LIGNES FOURNIES.
++++++++++

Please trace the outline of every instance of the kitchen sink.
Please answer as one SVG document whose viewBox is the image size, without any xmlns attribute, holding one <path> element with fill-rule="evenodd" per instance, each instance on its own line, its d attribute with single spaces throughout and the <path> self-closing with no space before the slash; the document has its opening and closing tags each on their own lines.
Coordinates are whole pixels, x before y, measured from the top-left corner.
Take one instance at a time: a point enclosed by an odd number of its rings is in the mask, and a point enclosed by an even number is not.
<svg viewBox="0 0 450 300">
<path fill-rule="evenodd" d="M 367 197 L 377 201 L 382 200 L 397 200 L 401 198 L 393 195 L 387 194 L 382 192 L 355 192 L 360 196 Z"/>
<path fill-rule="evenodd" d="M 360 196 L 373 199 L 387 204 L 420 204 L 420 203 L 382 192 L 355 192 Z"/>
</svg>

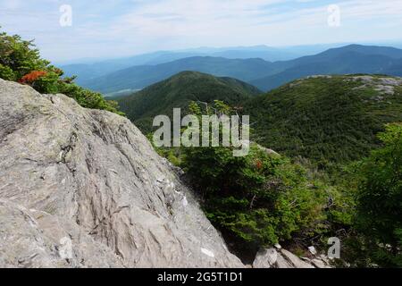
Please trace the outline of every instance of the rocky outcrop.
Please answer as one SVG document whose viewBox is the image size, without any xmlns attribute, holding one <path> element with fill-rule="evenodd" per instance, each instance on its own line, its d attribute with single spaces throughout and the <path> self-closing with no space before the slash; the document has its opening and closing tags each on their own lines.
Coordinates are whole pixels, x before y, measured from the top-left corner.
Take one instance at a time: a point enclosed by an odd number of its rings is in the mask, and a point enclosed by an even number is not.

++++++++++

DÉFI.
Mettez à jour toutes les lignes ci-dessus en remplaçant "whole pixels" par "integer pixels" partout, sans rien modifier d'autre. N'incluez pas les images dans votre réponse.

EXERCICE CORRIGÉ.
Please trace the outline of every instance of the kitchen sink.
Please answer as one SVG document whose viewBox is the image size, without any xmlns attribute, holding one <path> element with fill-rule="evenodd" per instance, each instance on its own line, its d attribute with single spaces throughout and the <path> self-closing with no space before the slash; the document has its opening and closing tags each on their own lines.
Coordinates are integer pixels, x before y, measured from the top-left corner.
Take one instance at a time: a point enclosed by an odd number of its rings is in the mask, and a point enclosed by an even number is not.
<svg viewBox="0 0 450 300">
<path fill-rule="evenodd" d="M 367 197 L 377 201 L 382 200 L 397 200 L 401 198 L 393 195 L 387 194 L 382 192 L 355 192 L 360 196 Z"/>
<path fill-rule="evenodd" d="M 360 196 L 373 199 L 387 204 L 420 204 L 420 203 L 382 192 L 355 192 Z"/>
</svg>

Please trace the outline of every instance of the rocky outcrop.
Please answer as one SVG document whose viewBox is the image size, without any xmlns attribute, holding one <path> element with fill-rule="evenodd" per instance, each instance on its own line, its d attribute with single spaces throughout and the <path> self-closing with no space before the slash; the document has its opening and closing tags each on their own lines.
Coordinates are integer pixels, x before y, measured from the top-left corner.
Take one instance at a time: a point enclosed by an odd number of its rings is in the mask, and a point enclosed by an even number is not.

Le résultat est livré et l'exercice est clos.